### Yazılı Görev 1
Verilerde "gondola" dizesini içeren kaç satır bulunduğunu sayın ve yalnızca sayıyı yazın. Büyük ve küçük harf ayrımı dikkate alınır.

İlk Derece Mahkemesi kararının özeti: Dava konusu işlemin iptali yolundaki İdare Mahkemesi kararının Danıştay Ondördüncü Dairesinin 17/02/2015 tarih ve E:2013/1348, K:2015/1158 sayılı kararı ile bozulması üzerine bozma kararına uyularak, kıyı kenar çizgisinin; arazinin doğal özellikleri ile uyumlu olmaması, eş yükselti eğrilerini kesen ve kıyının girintili çıkıntılı yapısıyla çelişki içerecek biçimde tespit edilmiş olması ve kıyı kenar çizgisinin kara yönünde aktif olarak deniz etkisine maruz olmadığı dikkate alındığında, davaya konu kıyı kenar çizgisinin arazinin jeolojik, jeomorfolojik zirai ve topografik yapısına uygun olarak belirlenmediği sonucuna varılmıştır.
Belirtilen gerekçelerle hukuka aykırı bulunan dava konusu işlemin iptaline karar verilmiştir.

TEMYİZ EDENLERİN İDDİALARI :
1-Çevre ve Şehircilik Bakanlığı tarafından; Davacının dava konusu taşınmazı haricen satın aldığı, dava açma ehliyetinin bulunmadığı ileri sürülmektedir.
2-Muğla Valiliği tarafından; Kıyı kenar çizgisi üzerinde bulunan taş duvar ve dolgunun denizin karaya geçişini engellediğini, kıyı kenar çizgisi tespitinin 3621 sayılı Kıyı Kanunundaki “kıyı tanımı ve “kıyı kenar çizgisi tanımı”na uygun olarak yapılmış olduğu ileri sürülmektedir.
KARŞI TARAFIN SAVUNMASI : Temyiz isteminin reddi gerektiği savunulmuştur.

DANIŞTAY TETKİK HAKİMİ …’IN DÜŞÜNCESİ : Temyiz isteminin kabulü ile Mahkeme kararının bozulması gerektiği düşünülmektedir.

TÜRK MİLLETİ ADINA

Karar veren Danıştay Altıncı Dairesince, Tetkik Hakiminin açıklamaları dinlendikten ve dosyadaki belgeler incelendikten sonra gereği görüşüldü:

İNCELEME VE GEREKÇE:
MADDİ OLAY :
Muğla İli, Bodrum İlçesi, … Mevkiinde bulunan … parsel sayılı taşınmazın olduğu alana ilişkin 19/12/1996 tarihinde mülga Bayındırlık ve İskan Bakanlığınca onaylanmıştır.
Bunun üzerine bakılan dava açılmıştır.

### Yazılı Görev 2
Kaynak metne göre İlk Derece Mahkemesi, dava konusu işlemin iptaline hangi gerekçelerle karar vermiştir? Bir ila üç cümleyle açıklayın.

### Alıştırma Verileri

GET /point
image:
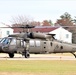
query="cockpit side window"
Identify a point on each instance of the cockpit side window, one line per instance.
(5, 40)
(13, 42)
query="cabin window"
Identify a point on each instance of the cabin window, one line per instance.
(8, 32)
(37, 43)
(67, 35)
(32, 43)
(51, 43)
(61, 47)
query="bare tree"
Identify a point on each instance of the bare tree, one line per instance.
(21, 19)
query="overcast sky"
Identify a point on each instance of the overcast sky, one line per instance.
(37, 9)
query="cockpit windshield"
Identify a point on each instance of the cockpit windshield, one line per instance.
(5, 40)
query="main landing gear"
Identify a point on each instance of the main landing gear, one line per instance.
(27, 54)
(74, 54)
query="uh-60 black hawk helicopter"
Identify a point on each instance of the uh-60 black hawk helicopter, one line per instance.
(35, 43)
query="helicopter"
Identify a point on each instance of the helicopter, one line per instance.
(27, 43)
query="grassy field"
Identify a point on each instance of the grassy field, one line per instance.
(37, 67)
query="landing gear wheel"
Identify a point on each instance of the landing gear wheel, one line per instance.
(11, 55)
(27, 54)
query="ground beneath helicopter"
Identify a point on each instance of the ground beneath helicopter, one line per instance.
(4, 56)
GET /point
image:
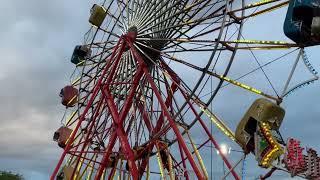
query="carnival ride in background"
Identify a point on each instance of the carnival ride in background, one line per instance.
(134, 113)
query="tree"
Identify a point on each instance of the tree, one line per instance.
(4, 175)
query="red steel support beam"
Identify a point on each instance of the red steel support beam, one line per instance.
(82, 117)
(167, 114)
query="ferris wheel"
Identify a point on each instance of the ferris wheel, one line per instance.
(141, 103)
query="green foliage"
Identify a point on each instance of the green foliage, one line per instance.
(10, 176)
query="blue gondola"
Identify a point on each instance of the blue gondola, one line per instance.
(302, 23)
(79, 54)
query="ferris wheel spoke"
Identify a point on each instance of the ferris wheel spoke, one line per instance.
(267, 10)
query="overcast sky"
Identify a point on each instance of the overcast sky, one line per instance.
(37, 38)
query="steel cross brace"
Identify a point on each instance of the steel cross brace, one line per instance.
(166, 112)
(95, 91)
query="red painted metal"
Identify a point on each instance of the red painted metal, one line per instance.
(86, 141)
(167, 114)
(119, 118)
(93, 96)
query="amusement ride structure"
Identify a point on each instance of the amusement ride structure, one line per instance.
(142, 99)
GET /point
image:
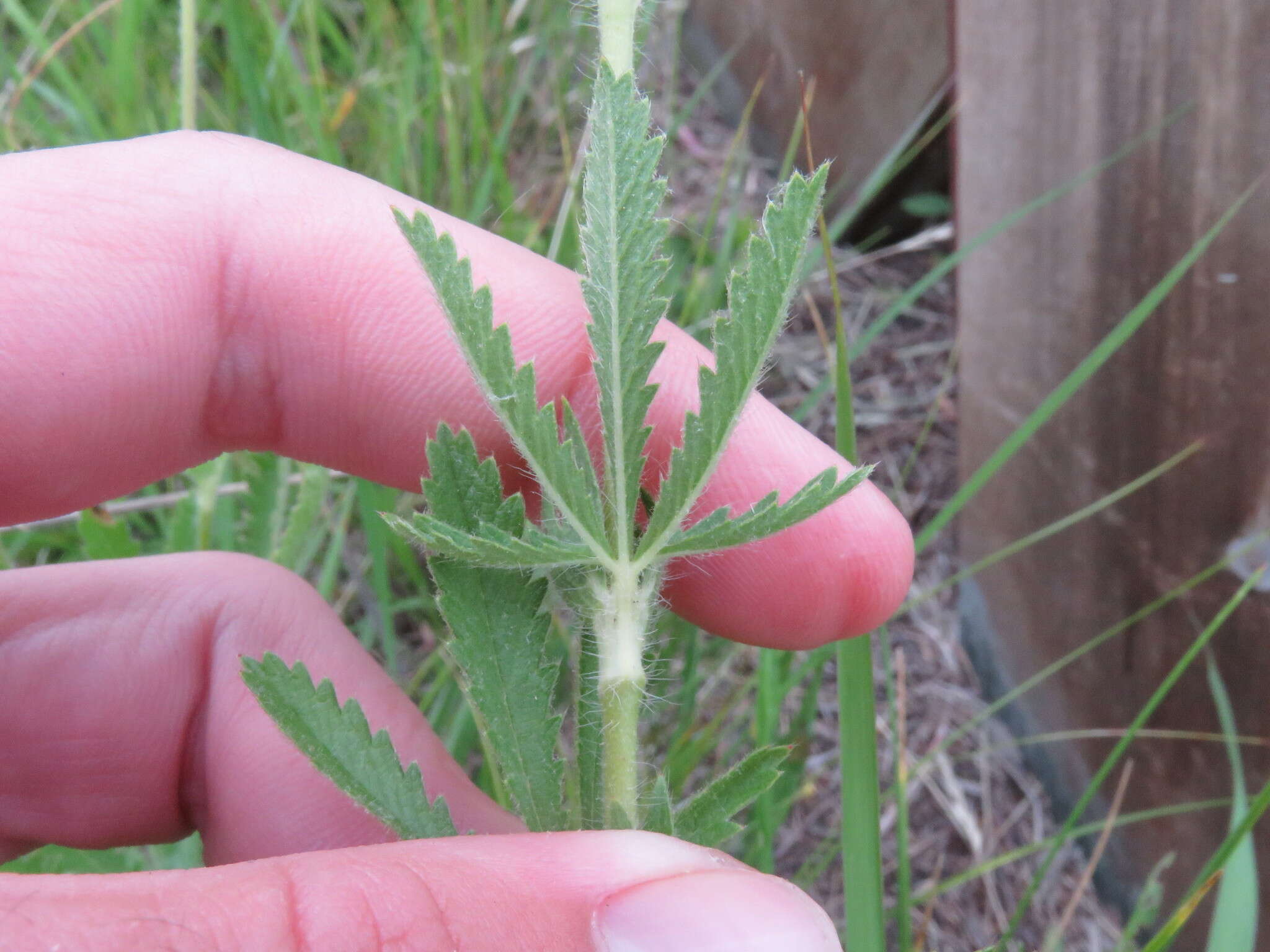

### Alıştırma Çözümü 1
2

### Alıştırma Çözümü 2
Mahkeme, kıyı kenar çizgisinin arazinin doğal özellikleriyle uyumlu olmadığını tespit etmiştir. Ayrıca çizginin eş yükselti eğrilerini kestiğini ve kıyının girintili çıkıntılı yapısıyla çelişecek biçimde belirlendiğini saptamıştır. Çizginin kara yönünde aktif olarak deniz etkisine maruz olmadığını da dikkate alan Mahkeme, çizginin arazinin jeolojik, jeomorfolojik, zirai ve topografik yapısına uygun belirlenmediği sonucuna varmış ve işlemi bu gerekçelerle hukuka aykırı bulmuştur.